Data listing.
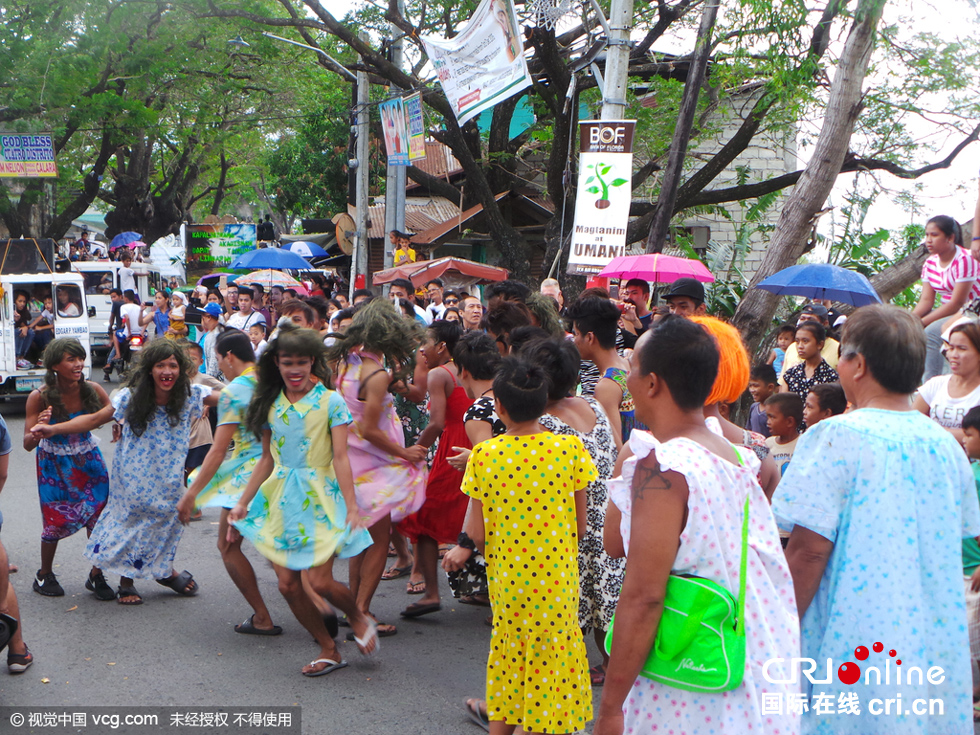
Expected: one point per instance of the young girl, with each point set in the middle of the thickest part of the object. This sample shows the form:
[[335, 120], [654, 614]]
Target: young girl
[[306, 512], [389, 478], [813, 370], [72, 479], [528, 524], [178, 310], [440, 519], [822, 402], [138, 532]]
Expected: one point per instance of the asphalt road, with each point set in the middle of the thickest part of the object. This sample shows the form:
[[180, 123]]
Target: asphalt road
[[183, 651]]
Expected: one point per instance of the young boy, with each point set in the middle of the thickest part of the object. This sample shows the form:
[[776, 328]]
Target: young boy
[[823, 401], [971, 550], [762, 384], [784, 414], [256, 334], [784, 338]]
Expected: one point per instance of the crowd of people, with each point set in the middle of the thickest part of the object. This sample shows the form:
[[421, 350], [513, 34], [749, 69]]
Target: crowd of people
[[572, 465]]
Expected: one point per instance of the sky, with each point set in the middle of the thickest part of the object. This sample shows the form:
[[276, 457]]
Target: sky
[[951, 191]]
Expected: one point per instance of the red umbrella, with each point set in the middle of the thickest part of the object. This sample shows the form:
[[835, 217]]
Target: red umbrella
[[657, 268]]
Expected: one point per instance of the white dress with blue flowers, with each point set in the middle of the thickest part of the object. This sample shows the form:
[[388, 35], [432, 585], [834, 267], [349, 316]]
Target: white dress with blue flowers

DIRECTIVE. Copy the listing above word for word, beginning at its first line and ending with the line that contains "402], [138, 532]]", including that line. Omit any pictures.

RESULT FOR THIS EXERCISE.
Expected: one point per instance of the young girl, with each point set in the middle of the thickest part of the object. This sample shows the form:
[[335, 120], [654, 614]]
Target: young girl
[[306, 512], [389, 478], [813, 370], [72, 479], [528, 524], [178, 310], [440, 519], [822, 402], [138, 532]]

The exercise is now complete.